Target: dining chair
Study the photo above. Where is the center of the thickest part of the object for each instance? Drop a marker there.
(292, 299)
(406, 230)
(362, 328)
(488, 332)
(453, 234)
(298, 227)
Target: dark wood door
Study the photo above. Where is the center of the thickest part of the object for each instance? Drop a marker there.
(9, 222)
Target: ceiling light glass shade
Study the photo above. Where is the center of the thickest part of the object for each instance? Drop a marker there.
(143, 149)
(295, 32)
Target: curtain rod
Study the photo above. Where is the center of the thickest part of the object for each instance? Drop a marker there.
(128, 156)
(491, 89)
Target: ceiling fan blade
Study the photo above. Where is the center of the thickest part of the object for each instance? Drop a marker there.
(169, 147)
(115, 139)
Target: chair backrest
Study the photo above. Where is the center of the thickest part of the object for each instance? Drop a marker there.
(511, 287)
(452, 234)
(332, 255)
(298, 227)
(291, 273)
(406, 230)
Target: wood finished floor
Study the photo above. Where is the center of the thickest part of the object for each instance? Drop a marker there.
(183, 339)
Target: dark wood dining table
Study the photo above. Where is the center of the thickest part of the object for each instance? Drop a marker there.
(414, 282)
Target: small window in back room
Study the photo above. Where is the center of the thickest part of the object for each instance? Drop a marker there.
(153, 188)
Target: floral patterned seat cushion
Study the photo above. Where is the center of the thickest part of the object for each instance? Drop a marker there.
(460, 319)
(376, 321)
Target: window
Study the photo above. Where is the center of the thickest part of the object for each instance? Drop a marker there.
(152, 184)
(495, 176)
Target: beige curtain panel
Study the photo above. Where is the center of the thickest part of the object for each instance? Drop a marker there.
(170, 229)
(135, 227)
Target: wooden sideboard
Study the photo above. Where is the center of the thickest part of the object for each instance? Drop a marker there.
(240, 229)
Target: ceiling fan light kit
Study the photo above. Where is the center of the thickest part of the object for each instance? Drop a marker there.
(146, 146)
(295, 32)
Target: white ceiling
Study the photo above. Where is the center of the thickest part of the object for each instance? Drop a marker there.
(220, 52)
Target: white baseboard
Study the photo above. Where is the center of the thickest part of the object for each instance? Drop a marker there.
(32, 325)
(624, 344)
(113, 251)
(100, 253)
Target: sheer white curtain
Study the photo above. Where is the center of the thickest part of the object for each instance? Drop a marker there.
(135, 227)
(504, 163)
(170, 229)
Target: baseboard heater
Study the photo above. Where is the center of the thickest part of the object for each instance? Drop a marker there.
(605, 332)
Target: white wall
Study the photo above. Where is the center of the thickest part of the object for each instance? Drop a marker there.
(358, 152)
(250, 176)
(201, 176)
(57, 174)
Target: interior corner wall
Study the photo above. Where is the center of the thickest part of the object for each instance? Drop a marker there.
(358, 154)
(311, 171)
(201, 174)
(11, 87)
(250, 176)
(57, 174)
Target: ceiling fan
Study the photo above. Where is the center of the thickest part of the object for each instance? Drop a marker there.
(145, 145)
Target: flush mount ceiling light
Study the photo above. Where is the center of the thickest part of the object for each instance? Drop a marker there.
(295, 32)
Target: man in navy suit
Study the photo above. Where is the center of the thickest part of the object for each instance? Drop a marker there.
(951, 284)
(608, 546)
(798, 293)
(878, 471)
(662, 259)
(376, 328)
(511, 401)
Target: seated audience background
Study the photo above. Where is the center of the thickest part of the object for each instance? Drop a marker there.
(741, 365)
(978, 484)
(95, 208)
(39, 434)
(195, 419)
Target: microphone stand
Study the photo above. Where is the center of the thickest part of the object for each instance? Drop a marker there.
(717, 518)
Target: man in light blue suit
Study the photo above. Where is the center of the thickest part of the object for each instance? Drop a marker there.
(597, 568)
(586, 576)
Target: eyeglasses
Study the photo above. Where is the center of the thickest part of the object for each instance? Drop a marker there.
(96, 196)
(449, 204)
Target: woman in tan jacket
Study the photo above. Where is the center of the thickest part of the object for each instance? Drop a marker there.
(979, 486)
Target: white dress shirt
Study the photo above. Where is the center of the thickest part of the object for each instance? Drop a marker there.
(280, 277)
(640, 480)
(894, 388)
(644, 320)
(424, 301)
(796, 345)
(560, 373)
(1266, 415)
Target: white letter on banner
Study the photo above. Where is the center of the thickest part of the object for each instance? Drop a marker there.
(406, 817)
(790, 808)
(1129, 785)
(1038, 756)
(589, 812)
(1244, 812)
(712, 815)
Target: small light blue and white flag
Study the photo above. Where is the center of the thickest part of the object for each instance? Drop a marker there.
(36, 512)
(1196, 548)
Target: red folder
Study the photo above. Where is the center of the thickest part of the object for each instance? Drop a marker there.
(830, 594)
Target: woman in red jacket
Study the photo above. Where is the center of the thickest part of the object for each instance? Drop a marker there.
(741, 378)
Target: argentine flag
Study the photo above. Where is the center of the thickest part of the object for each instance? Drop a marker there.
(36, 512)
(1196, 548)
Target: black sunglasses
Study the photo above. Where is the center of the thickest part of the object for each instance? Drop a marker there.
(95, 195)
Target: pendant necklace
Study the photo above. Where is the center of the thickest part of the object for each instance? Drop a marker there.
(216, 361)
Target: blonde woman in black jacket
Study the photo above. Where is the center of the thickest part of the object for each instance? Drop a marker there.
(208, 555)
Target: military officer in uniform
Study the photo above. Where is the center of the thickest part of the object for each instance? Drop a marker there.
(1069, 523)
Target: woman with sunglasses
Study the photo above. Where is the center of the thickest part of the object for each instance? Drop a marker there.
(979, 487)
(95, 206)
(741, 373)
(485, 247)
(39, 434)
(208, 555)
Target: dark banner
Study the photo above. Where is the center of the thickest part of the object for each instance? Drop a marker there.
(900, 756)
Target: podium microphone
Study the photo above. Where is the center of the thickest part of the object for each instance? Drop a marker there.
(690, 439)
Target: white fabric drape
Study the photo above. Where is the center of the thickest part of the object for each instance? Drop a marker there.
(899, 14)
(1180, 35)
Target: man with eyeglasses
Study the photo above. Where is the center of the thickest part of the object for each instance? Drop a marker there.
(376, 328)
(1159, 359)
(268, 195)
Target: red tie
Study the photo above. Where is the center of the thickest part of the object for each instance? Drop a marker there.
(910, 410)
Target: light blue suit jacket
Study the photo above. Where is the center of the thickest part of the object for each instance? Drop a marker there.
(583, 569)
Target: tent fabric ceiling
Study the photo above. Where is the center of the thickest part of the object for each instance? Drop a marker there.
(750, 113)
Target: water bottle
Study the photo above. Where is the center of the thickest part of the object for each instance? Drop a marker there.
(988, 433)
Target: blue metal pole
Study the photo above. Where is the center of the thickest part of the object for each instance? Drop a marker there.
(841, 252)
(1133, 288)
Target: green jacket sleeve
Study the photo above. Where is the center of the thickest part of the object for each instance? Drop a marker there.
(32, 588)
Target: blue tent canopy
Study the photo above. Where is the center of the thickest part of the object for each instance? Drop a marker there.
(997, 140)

• • • •

*Problem requirements*. Please reproduce the material verbatim, starting at the line containing "Target: interior corner wall" and ending at the line containing "(1266, 415)", with both of those lines included.

*Exercise output*.
Target: interior corner wall
Study the photo above. Where is the center of the thickest part of the object for each instance? Drop a marker there.
(358, 154)
(311, 171)
(201, 174)
(11, 87)
(250, 176)
(57, 174)
Target: ceiling fan
Study the photo above. Where is the center of the thickest part of the object for each instance? Drop a marker there.
(145, 145)
Target: flush mount ceiling light
Study the photo above. Where is the center of the thickest part of the object for each instance? Drop a marker there.
(295, 32)
Target: man in navy suit
Study the photo above. Where is the center of the thickest part of the object for each instance? Drop a marker there.
(951, 284)
(608, 546)
(798, 293)
(878, 471)
(662, 259)
(376, 328)
(511, 401)
Target: seated audience background
Study the photo above. Where is the center of the thickest part of the object for each instance? Drop a marker there.
(741, 365)
(978, 484)
(95, 208)
(39, 434)
(195, 419)
Target: microphone stand
Study the photo above. Where is the center of the thickest part of the object for each instance? Drop a marker there.
(717, 518)
Target: man in light blue suit
Study the photo above. Where is the center of the thickest part of the object for each instance? Drop a marker there.
(597, 568)
(586, 576)
Target: eyeglasses
Study the photo above. Where is the center of the thickest part of the object for each instance? Drop a marker there.
(96, 196)
(449, 204)
Target: woman in tan jacket
Study the photo above. Where is the center of the thickest part of the object for each instance? Drop a marker there.
(979, 486)
Target: white dress shirt
Study the photo above. Where is the center of the thickest part of the object for each instance? Drop a marker there.
(280, 277)
(640, 480)
(894, 388)
(644, 320)
(424, 301)
(796, 345)
(560, 373)
(1266, 415)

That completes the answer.